TAREFA PROPOSTA A ::
Reproduza a listagem inteira, linha por linha, incluindo os enunciados, e desloque por favor em 6 unidades cada coordenada das respostas. Não altere os números dos enunciados nem os das amostras de formato.

╭─ TRECHO PARA LEITURA

Pesquisa arqueológica em Bet Shemesh, Jerusalém, Israel
O poeta alemão Goethe descreveu, em 1788, com as seguintes
palavras, os sentimentos que experimentara quando da sua primeira visita à
Roma:
Também as antiguidades romanas começaram a me agradar. História,
inscrições, museus, dos quais antes nada queria saber, tudo se abria diante de
mim. O que se passara comigo quanto à história natural, aconteceu também aqui,
pois neste lugar condensava-se toda a história do mundo e, desde o dia que fui
para Roma, contei um segundo nascimento, um verdadeiro renascimento.
As impressões de Goethe ressaltam que a constituição de uma
identidade depende da preservação de lugares com suas evocações à nossa
memória, sendo o caso de Roma muito claro, com seus tantos monumentos de fama
internacional: diante de tais monumentos o poeta acabou desenvolvendo uma
admiração por aquela antiga civilização e reconhecendo-se, como ser humano,
herdeiro das realizações daqueles antepassados. [...]
Embora os documentos escritos se prestem a essa reconstrução
histórica, sua pouca acessibilidade confere-lhes uma significação
consideravelmente menor do que a cultura material, cuja presença física atinge
diretamente os membros da sociedade. Na concepção do arqueólogo [...]
Karl-Heinz Otto, a arqueologia - ao resgatar os vestígios materiais das pessoas
comuns, não apenas das elites, que monopolizaram os documentos escritos por
milênios - permite ao cidadão "avaliar o papel dos homens comuns, o papel
das massas populares, como agentes e forjadores da história".
O reconhecimento da significação político-ideológica da
arqueologia não se restringe a apenas alguns grupos ou tendências. Em fins da
década de 1970, um arqueólogo britânico [...], Grahame Clark, considerava que a
arqueologia "apresenta questões mais radicais do que aquelas comumente
posta pela ciência política ou pela sociologia, pois elas são colocadas numa
perspectiva mais ampla", ao tratar das pessoas comuns, dos indígenas, sob
uma perspectiva menos enviesada do que a prevalecente nas fontes escritas. Essa
abordagem mais ampla da arqueologia engloba toda a história da humanidade [...]
assim como permite um acesso ao conhecimento da vida e da história da imensa
maioria de analfabetos de todos os tempos.

╰─

TAREFA PROPOSTA B ::
Prossiga o texto sobre o papel da arqueologia na história das pessoas comuns a partir da última frase apresentada.

╭─ DADOS DISPONÍVEIS

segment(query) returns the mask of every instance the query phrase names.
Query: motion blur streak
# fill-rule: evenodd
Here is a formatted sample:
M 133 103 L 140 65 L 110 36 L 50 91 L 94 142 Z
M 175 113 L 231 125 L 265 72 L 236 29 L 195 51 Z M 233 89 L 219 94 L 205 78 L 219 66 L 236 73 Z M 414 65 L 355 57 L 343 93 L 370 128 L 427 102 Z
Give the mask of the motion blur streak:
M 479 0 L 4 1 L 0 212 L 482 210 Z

╰─

RESULTADO FINAL A ::
segment(query) returns the mask of every instance the query phrase names.
Query: motion blur streak
# fill-rule: evenodd
Here is a formatted sample:
M 133 103 L 140 65 L 110 36 L 50 91 L 94 142 Z
M 175 113 L 231 125 L 265 72 L 236 29 L 195 51 Z M 233 89 L 219 94 L 205 78 L 219 66 L 236 73 Z M 414 65 L 355 57 L 343 93 L 370 128 L 427 102 Z
Give the mask of the motion blur streak:
M 485 6 L 10 7 L 6 218 L 488 216 Z

RESULTADO FINAL B ::
Qual a relação entre arqueologia, em geral percebida como
uma ciência neutra, e a política, ou seja, a esfera das relações de poder? A
arqueologia é sempre política, responde a necessidades político-ideológicas dos
grupos em conflito nas sociedades contemporâneas. Como afirmou o arqueólogo
britânico Clive Gable:
A arqueologia surgiu, de forma gradual, nos últimos
duzentos anos como o estudo sistemático do passado. [...] A força motora foi a
nova ordem política, social e econômica da Revolução Industrial, primeiro na
Europa e depois na América do Norte. Uma reação à arqueologia imperialista foi
a fundação do Congresso Mundial de arqueologia, em 1986 e a inovadora série de
livros One World Archeology. [...]
[...]
A ligação entre arqueologia e política apresenta-se,
contudo, sempre mediatizada. Não se trata apenas de justificar certas relações
de poder, ou de fortalecer certas ideologias, mas de legitimá-las pela presença
de testemunhos materiais que dêem sustentação científica a essas pretensões.
[...]
A criação e a valorização de uma identidade nacional ou
cultural relacionam-se, muitas vezes, com a arqueologia. Neste caso, predominam
com frequência os interesses dos grupos dominantes mediados pela ação do
Estado. Assim, por exemplo, a importância ideológica da arqueologia em Israel,
bem como a grande participação de voluntários nas escavações e na preservação e
exibição do material arqueológico, explica-se pela busca de identidade entre o
atual Estado judeu e a antiga ocupação hebraica da Palestina.
A primazia cronológica da entrada dos judeus na região em
relação aos filisteus serve como potente justificativa de sua reocupação pelos
primeiros. [...]
[...]
A exploração e a valorização dos territórios nacionais
implicam, também, um relacionamento particular entre a arqueologia, a sociedade
e os grupos no poder. Trata-se, em geral, da incorporação de monumentos e
objetos numa prática de valorização e transformação econômica da paisagem.
[...]
[...]
[...] Um dos objetivos da New Archeology americana
era, explicitamente, estudar modos de domínio da natureza por parte dos antigos
habitantes indígenas, para permitir a utilização desse conhecimento no
planejamento da futura exploração econômica das regiões estudadas pelos
arqueólogos, na forma da implantação de indústria ou agricultura mecanizada
capitalista.
De maneira geral, a arqueologia tem privilegiado os
artefatos dos segmentos dominantes das sociedades estudadas como objetos
admiráveis, justamente, pelo seu caráter elitista. [...] Pode-se, contudo,
estudar a cultura material tanto de exploradores como de explorados, os objetos
únicos e aqueles feitos em série.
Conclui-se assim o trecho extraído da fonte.